**READING TEXT**

_____

Leisure began his career as a director and cinematographer for commercials and music videos, working with clients such as Toyota, Ray-Ban, the NBA and the NFL. He has also shot promotional content for local professional athletes, including Jason Thompson, Ruthie Bolton, Vernon Davis and Stephen Curry.

Leisure co-directed the 2011 comedy film The Lot, alongside Dawn Dais. In 2013, Leisure directed the short film The Root of All Evil, for which he won an award at the Sacramento International Film Festival. Leisure made his solo feature debut in 2016 with the comedy film Janitors.

Since 2018, Leisure has partnered with Baja Studios in Rosarito, Mexico to shoot his feature films.

In 2019, Leisure directed A Clear Shot, starring Mario van Peebles as a detective negotiating a hostage situation during an electronics store robbery, based on a 1991 true story.

_____

(Dataset items)
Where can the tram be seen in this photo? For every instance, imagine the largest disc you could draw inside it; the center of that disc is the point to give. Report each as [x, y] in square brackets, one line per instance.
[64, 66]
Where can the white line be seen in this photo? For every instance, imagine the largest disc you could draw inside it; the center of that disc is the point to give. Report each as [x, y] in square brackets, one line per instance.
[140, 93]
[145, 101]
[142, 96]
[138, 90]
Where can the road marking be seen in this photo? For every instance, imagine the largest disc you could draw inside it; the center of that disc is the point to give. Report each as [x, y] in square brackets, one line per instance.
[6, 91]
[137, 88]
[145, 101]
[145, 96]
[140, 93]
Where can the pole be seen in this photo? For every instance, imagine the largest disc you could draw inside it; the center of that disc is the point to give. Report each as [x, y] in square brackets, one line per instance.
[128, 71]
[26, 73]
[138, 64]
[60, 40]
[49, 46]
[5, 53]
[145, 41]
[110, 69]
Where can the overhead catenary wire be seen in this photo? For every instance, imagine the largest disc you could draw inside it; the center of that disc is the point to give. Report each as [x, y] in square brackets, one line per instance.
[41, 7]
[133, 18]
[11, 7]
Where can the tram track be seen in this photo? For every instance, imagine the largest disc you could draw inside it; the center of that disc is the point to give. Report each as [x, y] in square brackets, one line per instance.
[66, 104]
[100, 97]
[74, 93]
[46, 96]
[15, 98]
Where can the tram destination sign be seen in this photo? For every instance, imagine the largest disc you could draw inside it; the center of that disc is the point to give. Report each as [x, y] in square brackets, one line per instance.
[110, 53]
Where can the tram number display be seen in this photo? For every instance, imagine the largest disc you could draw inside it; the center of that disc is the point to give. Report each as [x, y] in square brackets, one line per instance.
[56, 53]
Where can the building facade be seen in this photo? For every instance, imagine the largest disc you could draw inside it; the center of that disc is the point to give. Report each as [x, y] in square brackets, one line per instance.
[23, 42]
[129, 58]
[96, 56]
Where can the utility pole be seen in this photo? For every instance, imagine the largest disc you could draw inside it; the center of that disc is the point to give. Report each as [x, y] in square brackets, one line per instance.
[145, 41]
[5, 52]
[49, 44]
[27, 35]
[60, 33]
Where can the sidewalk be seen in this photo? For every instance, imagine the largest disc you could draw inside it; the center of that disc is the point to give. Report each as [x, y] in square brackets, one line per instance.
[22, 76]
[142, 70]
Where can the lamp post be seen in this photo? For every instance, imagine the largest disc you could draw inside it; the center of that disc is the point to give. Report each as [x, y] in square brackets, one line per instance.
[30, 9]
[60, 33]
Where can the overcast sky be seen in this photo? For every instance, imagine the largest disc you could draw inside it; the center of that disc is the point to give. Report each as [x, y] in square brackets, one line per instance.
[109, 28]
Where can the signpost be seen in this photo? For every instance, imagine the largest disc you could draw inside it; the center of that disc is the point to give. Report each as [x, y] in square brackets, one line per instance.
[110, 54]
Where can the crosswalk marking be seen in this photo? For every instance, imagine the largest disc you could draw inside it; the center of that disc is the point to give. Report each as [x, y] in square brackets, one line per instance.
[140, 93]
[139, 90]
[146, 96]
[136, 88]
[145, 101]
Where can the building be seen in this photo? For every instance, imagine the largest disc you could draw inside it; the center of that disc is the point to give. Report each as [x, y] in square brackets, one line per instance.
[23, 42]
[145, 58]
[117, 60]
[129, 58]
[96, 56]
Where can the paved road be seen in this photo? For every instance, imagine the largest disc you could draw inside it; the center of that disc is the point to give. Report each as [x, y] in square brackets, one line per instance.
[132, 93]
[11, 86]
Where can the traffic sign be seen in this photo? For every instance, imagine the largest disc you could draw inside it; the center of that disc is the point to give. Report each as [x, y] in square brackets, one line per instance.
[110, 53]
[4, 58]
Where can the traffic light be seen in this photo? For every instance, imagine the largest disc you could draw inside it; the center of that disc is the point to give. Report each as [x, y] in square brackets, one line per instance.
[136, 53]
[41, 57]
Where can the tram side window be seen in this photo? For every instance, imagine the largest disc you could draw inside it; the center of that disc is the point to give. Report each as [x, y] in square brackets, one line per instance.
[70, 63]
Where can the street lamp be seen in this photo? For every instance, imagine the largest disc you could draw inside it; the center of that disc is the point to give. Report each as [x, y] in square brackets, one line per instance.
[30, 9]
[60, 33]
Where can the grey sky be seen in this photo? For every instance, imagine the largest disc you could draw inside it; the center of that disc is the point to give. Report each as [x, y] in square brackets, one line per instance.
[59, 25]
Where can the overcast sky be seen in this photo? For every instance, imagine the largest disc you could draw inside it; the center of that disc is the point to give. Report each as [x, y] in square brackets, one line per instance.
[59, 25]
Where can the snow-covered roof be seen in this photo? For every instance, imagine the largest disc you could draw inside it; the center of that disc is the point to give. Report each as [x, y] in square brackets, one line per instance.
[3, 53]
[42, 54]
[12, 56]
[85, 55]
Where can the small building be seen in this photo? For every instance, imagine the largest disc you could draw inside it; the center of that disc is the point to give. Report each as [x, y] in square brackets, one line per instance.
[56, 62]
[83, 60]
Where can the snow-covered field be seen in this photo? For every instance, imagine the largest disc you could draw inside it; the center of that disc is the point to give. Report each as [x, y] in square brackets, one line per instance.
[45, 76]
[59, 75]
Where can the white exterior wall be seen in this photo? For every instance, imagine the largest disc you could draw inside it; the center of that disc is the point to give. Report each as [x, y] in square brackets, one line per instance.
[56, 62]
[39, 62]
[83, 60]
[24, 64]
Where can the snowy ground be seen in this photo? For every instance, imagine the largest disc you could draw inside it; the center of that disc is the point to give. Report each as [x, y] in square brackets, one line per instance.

_____

**ASSIGNED TASK 1**
Answer these questions using the text on Leisure's film career:
(a) Who co-directed the 2011 comedy The Lot with Leisure?
(b) In what town is Baja Studios located?
(c) Which actor stars in A Clear Shot?
**ASSIGNED TASK 2**
Pick up the text on Leisure's film career after its last sentence and continue it.

**ANSWER BOX 1**
(a) Dawn Dais
(b) Rosarito, Mexico
(c) Mario van Peebles

**ANSWER BOX 2**
Leisure next directed Last the Night (2022), a pandemic-thriller starring Brian Austin Green as a teacher who seeks revenge against his cruel students.

==Film advocacy and philanthropy==
Leisure is a founding member of the Hollywood North Film Studio Project, an investor group advocating to build a film studio in Sacramento. In 2024, Leisure called for the resignation of Sacramento's film and media commissioner Jennifer West, citing her failure to attract film productions to the city.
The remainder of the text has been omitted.